## 演習課題 1
次の(a)〜(c)が展示会集客のコラムの記述と一致するかを判断せよ。それぞれ「はい」か「いいえ」で答え、判断の決め手となる本文の語句をそのまま引用すること。
(a) 「Wellness 5」はヘルスケア関連のイベントである。
(b) 効果検証は五つのポイントを軸に行われた。
(c) 従来のDMやメールを送れば、受け手は必ず行動を起こすと述べている。
## 演習課題 2
展示会集客のコラムの一部を、一字も変えずに出力せよ。「企業が展示会を開催する際、新」を含む語句から始め、「本コラムでは、その具体的な施策と結果を紹介します。」の後で止めること。
## 演習課題 3
展示会集客のコラムによると、「Wellness 5」の集客のために実施された二つ目の施策は何か。

コラム Column
マーケティング
2025-02-10
ナッジ理論を活用した展示会集客:DMとメールの戦略的アプローチ~自社開催の展示会「Wellness 5」集客の事例をもとに~
受け手の行動を促す施策とは?自社の事例とともにご紹介します。

企業が展示会を開催する際、新規顧客の獲得や既存顧客の来場促進は大きな課題です。従来のDMやメールを送るだけでは、受け手が行動を起こすとは限りません。
弊社では、ヘルスケア関連イベントの「Wellness 5」の集客のために、
①MA(マーケティングオートメーション)とDMのを併用と、②ナッジ理論を活用した施策を実施しました。
本コラムでは、その具体的な施策と結果を紹介します。
テスト内容
本施策では、以下の3つのポイントを軸に、効果検証を行いました。

[コレクションの保存項目]
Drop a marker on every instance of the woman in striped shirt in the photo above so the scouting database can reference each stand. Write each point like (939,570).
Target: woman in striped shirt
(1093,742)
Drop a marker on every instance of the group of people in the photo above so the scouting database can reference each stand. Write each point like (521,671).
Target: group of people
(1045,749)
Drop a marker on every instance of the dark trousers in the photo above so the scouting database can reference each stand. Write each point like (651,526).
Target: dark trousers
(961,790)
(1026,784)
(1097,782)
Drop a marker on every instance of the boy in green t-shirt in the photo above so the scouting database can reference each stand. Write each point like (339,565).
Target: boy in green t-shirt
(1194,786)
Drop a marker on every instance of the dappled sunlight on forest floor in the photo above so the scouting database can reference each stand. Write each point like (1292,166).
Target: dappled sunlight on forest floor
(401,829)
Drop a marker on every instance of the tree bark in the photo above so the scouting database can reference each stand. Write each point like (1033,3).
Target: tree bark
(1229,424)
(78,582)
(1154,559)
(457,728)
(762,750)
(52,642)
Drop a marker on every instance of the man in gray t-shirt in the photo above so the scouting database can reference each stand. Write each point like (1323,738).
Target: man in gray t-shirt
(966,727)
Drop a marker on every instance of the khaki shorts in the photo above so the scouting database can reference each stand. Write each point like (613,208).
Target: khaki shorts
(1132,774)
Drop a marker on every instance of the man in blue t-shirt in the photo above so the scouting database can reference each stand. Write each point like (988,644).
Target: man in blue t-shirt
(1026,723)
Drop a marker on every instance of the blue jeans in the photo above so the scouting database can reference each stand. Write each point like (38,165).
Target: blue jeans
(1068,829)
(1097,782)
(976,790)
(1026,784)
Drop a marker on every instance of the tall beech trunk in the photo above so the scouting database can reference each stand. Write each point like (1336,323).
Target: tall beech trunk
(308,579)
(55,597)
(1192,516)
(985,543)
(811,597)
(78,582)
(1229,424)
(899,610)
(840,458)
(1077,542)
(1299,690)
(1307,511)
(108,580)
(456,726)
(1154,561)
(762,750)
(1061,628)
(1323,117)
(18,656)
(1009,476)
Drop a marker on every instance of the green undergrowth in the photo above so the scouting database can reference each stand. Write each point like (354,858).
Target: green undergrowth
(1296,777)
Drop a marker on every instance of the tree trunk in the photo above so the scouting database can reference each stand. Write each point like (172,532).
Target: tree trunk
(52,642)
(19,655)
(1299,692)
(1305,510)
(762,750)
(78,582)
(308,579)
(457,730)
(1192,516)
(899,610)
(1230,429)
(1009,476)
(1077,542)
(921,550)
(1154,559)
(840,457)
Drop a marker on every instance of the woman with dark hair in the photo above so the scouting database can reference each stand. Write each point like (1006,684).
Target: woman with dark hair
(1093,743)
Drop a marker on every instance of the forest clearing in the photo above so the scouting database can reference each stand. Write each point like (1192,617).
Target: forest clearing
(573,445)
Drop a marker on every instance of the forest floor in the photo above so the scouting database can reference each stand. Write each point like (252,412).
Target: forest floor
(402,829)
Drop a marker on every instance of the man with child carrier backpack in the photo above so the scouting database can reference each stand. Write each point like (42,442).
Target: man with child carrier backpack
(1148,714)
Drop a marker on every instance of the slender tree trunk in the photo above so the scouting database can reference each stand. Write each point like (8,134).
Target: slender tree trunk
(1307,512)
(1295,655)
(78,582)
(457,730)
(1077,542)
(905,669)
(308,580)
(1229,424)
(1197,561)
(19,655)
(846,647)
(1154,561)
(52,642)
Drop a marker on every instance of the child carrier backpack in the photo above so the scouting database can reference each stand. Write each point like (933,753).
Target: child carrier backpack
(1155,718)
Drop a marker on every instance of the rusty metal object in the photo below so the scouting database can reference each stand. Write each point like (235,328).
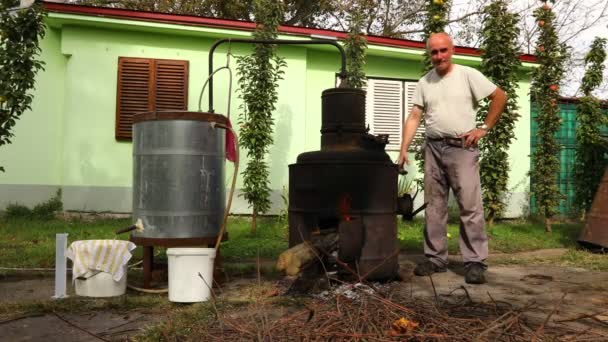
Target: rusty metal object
(350,185)
(595,234)
(349,249)
(178,174)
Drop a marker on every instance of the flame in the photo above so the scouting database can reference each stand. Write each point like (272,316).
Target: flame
(344,207)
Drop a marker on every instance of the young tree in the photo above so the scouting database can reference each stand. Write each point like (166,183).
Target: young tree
(544,91)
(590,161)
(355,45)
(20,33)
(259,75)
(500,62)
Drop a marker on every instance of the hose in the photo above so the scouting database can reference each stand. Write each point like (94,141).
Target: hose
(236,165)
(232,186)
(227,66)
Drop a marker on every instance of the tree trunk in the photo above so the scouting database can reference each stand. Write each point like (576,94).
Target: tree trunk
(254,221)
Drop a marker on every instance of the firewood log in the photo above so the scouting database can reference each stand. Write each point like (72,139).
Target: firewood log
(295,259)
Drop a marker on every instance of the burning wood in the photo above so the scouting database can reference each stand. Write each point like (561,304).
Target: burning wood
(298,257)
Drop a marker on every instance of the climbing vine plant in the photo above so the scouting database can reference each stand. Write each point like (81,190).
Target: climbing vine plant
(355,46)
(590,162)
(259,75)
(437,15)
(551,56)
(500,62)
(20,34)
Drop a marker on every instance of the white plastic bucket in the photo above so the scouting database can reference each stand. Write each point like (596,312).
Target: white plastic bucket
(100,284)
(185,264)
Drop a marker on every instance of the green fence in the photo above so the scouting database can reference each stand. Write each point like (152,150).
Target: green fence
(567,139)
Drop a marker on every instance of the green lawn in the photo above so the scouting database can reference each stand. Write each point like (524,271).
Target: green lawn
(518,236)
(31,243)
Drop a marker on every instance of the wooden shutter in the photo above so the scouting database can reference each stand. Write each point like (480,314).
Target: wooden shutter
(385,110)
(146,85)
(133,93)
(171,91)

## 解答 1
(a) はい。「ヘルスケア関連イベントの「Wellness 5」」
(b) いいえ。「以下の3つのポイントを軸に、効果検証を行いました」
(c) いいえ。「受け手が行動を起こすとは限りません」

## 解答 2
企業が展示会を開催する際、新規顧客の獲得や既存顧客の来場促進は大きな課題です。従来のDMやメールを送るだけでは、受け手が行動を起こすとは限りません。
弊社では、ヘルスケア関連イベントの「Wellness 5」の集客のために、
①MA(マーケティングオートメーション)とDMのを併用と、②ナッジ理論を活用した施策を実施しました。
本コラムでは、その具体的な施策と結果を紹介します。

## 解答 3
ナッジ理論を活用した施策。